■ Excerpts from point annotation data:

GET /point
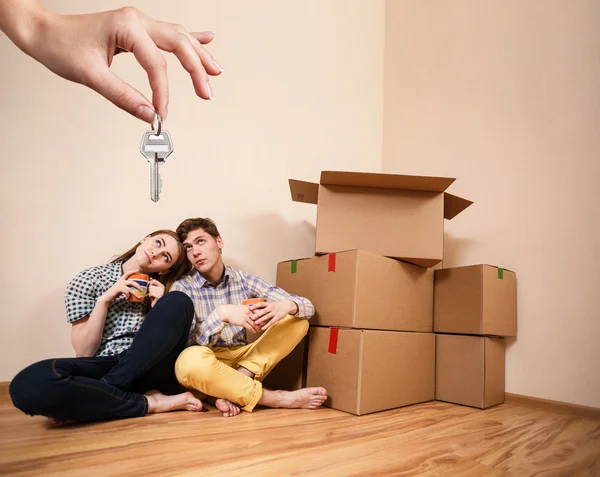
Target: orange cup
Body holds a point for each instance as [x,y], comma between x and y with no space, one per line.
[142,280]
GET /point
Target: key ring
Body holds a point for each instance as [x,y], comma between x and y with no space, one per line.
[159,124]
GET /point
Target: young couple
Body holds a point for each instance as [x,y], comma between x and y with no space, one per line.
[132,356]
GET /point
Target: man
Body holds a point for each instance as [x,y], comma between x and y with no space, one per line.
[224,365]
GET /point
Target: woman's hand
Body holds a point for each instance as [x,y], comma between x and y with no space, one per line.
[81,48]
[122,285]
[156,290]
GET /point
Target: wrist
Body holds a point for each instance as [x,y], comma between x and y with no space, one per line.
[221,313]
[32,27]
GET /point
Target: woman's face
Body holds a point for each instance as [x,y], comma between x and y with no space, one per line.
[157,254]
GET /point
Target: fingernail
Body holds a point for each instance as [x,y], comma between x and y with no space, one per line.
[145,114]
[219,67]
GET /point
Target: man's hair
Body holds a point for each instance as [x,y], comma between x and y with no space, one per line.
[205,224]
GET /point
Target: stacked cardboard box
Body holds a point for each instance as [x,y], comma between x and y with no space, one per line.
[378,305]
[371,342]
[474,308]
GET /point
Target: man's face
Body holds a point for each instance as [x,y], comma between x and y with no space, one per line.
[202,250]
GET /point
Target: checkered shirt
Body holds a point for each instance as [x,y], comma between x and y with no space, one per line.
[208,329]
[123,318]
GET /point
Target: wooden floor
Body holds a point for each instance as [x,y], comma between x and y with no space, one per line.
[423,440]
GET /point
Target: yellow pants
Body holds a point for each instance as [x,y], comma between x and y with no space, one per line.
[213,371]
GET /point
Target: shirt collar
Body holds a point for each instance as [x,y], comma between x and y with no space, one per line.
[227,276]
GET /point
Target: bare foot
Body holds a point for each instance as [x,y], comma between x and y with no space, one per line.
[59,422]
[306,398]
[158,402]
[227,407]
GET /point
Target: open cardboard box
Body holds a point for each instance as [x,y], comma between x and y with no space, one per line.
[392,215]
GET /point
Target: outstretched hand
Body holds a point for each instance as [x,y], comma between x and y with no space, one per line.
[81,48]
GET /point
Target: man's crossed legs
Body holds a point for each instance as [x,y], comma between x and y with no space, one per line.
[235,373]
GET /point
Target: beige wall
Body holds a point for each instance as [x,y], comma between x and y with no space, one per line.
[505,96]
[303,91]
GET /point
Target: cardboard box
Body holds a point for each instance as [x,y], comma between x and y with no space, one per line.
[290,373]
[469,370]
[366,371]
[388,214]
[358,289]
[475,300]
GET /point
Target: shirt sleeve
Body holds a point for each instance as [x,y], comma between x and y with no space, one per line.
[259,287]
[203,332]
[207,332]
[81,295]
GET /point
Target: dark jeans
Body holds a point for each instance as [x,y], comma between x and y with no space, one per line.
[110,387]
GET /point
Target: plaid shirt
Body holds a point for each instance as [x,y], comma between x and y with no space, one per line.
[123,318]
[208,329]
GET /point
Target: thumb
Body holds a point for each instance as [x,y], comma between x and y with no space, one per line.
[122,94]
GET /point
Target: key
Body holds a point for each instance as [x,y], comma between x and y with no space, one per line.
[156,147]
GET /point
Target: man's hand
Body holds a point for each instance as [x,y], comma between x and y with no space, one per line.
[266,314]
[239,315]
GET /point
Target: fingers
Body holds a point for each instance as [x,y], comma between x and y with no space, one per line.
[264,318]
[203,37]
[138,42]
[121,94]
[258,306]
[167,37]
[128,274]
[134,284]
[269,324]
[250,326]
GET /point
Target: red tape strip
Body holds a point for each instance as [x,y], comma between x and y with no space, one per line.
[331,262]
[333,335]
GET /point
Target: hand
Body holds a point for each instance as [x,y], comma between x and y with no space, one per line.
[156,290]
[122,285]
[239,315]
[269,313]
[81,48]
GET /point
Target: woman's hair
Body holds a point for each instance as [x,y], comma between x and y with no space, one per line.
[179,267]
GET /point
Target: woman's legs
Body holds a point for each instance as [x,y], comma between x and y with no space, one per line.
[149,363]
[89,389]
[71,389]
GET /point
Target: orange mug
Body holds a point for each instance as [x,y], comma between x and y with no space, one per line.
[142,280]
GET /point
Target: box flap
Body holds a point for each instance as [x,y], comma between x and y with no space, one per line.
[304,191]
[386,181]
[454,205]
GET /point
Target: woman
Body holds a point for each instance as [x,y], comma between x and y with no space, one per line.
[114,375]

■ SHORT EXERCISE:
Please extract every line of the entries above that contains the string "legs".

■ SOLUTION TO THE EXERCISE:
Target: man's crossed legs
Target: woman's legs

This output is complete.